+++ Text passage +++

I always tell the truth even when I lie

you are here: art scene > curated selections > i always tell the truth even when i lie

Sign up for Axis news

Sign up to receive e-bulletins from Axis.

Faye Claridge, Anton Goldenstein, Adam Goodge, Ines Rebelo
Marc Renshaw, Peter Spiers, Rachel Thorlby, Katy Woods

Curated by Helen Jones

I always tell the truth even when I lie brings together a group of artists who question the resonance of historic artefacts, test scientific theories and explore one's identity through the notion of disguise. Through processes such as manipulation, extraction, fabrication and pretence, familiar objects and ideas are shifted out of context – albeit temporarily, for the artists cannot escape the absurdity of everyday life and the subtle clues and nuances that reveal the answers to our very own existence. Their interventions may momentarily provide a distraction, but in the long-term, they present a fresh view of the world around us; an honesty only established by testing the theory.

The title of the selection is borrowed from Peter Spiers' photograph of a deserted information hut which has the notice 'I always tell the truth even when I lie' pinned on its exterior. Captured by a medium famous for its sincerity, we have to trust Spiers' discovery of the riddle. Staged or not, the conundrum still remains to be solved.

Katy Woods and Rachel Thorlby explore our relationship to place and history through the pairing of 19th artworks and newspaper articles with their contemporary counterparts. Stripped of any contextual information, the hybrid of past and present will be forever unsettling. Acts of empathy are endured by Adam Goodge, Faye Claridge and Anton Goldenstein. Nostalgic, humorous and tender, they each draw out our compassion for celebrity culture, the animal kingdom and quite simply, for each other. From the subjective to the factual, Ines Rebelo and Marc Renshaw apply scientific processes and mathematical equations to everyday, or even hypothetical, situations: if the constellations of the night sky are mapped out in response to the shapes of universal objects and animals, surely such patterns can't be merely accidental?



click for details

Peter Spiers
I Always Tell The Truth Even When I Lie, 2007

Peter Spiers' photograph 'I Always Tell The Truth Even When I Lie', presents an epiphany – a moment of clarity experienced on a damp and misty morning. The stillness of the image suggests Spiers was alone at the time of discovering this phrase, or maybe it was his own intervention: a secret confession; a dig at the staff who man the information hut; or the revelation that the pattern of our lives is a process of design over Dasien. By highlighting ordinary objects, events and non-entities that lie at the edge of our everyday perception, Spiers remarks on the unremarkable – an unrecognisable truth.

+++ Input records +++

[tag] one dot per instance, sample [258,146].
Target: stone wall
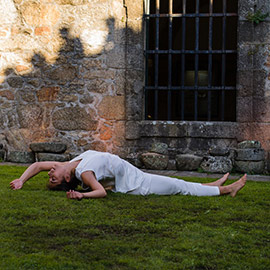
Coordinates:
[72,71]
[64,67]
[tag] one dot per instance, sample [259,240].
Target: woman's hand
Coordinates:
[74,195]
[16,184]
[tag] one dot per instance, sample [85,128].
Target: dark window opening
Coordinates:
[191,60]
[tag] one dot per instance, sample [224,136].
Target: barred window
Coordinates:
[191,60]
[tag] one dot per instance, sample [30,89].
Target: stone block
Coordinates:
[254,154]
[245,30]
[159,148]
[245,111]
[7,94]
[259,85]
[49,147]
[15,82]
[249,144]
[245,57]
[245,7]
[187,162]
[213,130]
[154,161]
[30,115]
[20,157]
[112,108]
[73,118]
[245,83]
[133,130]
[261,32]
[163,129]
[217,164]
[253,167]
[48,93]
[52,157]
[261,109]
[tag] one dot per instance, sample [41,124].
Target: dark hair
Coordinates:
[65,186]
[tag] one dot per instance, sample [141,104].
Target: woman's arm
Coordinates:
[31,171]
[89,179]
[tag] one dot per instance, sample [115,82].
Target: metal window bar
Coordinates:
[156,60]
[183,52]
[210,58]
[170,60]
[183,60]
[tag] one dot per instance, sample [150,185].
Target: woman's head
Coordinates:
[61,178]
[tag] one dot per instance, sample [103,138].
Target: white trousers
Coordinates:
[164,185]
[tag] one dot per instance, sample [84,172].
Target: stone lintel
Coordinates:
[226,130]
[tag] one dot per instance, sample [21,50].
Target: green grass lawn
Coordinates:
[41,229]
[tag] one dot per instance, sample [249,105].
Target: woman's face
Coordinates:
[56,175]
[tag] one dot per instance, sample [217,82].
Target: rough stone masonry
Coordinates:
[72,72]
[63,72]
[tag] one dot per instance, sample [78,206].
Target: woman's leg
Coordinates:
[219,182]
[164,185]
[233,188]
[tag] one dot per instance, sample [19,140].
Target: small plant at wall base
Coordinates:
[257,17]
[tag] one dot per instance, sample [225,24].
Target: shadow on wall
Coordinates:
[79,100]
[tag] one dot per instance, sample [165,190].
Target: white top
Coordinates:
[106,165]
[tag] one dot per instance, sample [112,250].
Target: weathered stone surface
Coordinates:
[187,162]
[213,130]
[216,164]
[254,154]
[48,93]
[73,118]
[15,82]
[30,115]
[52,157]
[133,130]
[219,151]
[112,108]
[163,129]
[256,167]
[154,161]
[7,94]
[160,148]
[49,147]
[249,144]
[20,157]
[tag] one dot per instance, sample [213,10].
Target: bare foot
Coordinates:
[236,186]
[220,181]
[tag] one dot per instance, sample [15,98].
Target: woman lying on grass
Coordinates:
[92,166]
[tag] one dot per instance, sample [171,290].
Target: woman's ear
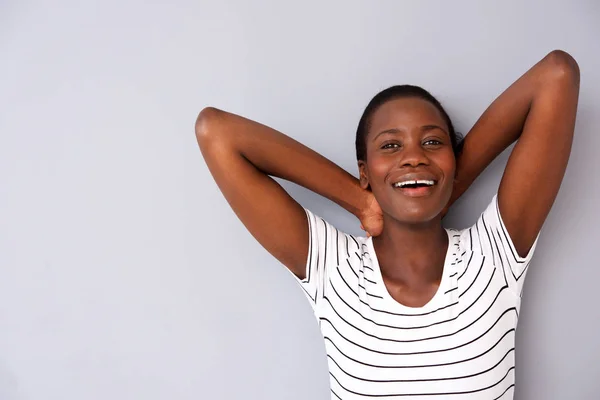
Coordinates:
[363,175]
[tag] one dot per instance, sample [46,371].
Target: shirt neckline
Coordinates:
[439,294]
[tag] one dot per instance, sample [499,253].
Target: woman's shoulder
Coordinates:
[327,235]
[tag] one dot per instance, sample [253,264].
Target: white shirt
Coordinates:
[460,345]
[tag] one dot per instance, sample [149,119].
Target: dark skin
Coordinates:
[538,111]
[409,135]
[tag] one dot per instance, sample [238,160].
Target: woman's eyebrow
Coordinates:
[387,131]
[427,128]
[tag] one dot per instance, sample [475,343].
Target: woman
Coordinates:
[412,309]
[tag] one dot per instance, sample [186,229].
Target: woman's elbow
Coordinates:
[207,124]
[562,66]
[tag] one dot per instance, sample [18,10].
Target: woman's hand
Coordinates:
[371,217]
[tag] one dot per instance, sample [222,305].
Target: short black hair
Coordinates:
[395,92]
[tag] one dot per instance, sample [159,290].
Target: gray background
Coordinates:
[123,272]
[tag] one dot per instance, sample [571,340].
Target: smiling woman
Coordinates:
[412,309]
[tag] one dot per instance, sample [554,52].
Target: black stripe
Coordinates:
[421,394]
[452,378]
[506,235]
[422,339]
[357,245]
[466,266]
[419,366]
[503,393]
[474,279]
[323,319]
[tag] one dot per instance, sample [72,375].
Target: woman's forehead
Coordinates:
[405,114]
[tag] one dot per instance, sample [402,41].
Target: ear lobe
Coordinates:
[364,180]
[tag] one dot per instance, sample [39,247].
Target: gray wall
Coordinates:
[124,274]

+++

Objectives:
1. Translate this sentence from the exhibition text into Spanish: "Staged or not, the conundrum still remains to be solved."
2. Please lay out the listing lines from the one holding "[tag] one dot per instance, sample [39,247]." through the end of the listing, both included, as a Markdown table with columns Row and Line. Leave out blank lines.

Task-by-task answers:
1. Escenificado o no, el enigma sigue sin resolverse.

2.
| Row | Line |
|---|---|
| 1 | [tag] one dot per instance, sample [39,247]. |
| 2 | Target: gray wall |
| 3 | Coordinates: |
| 4 | [124,274] |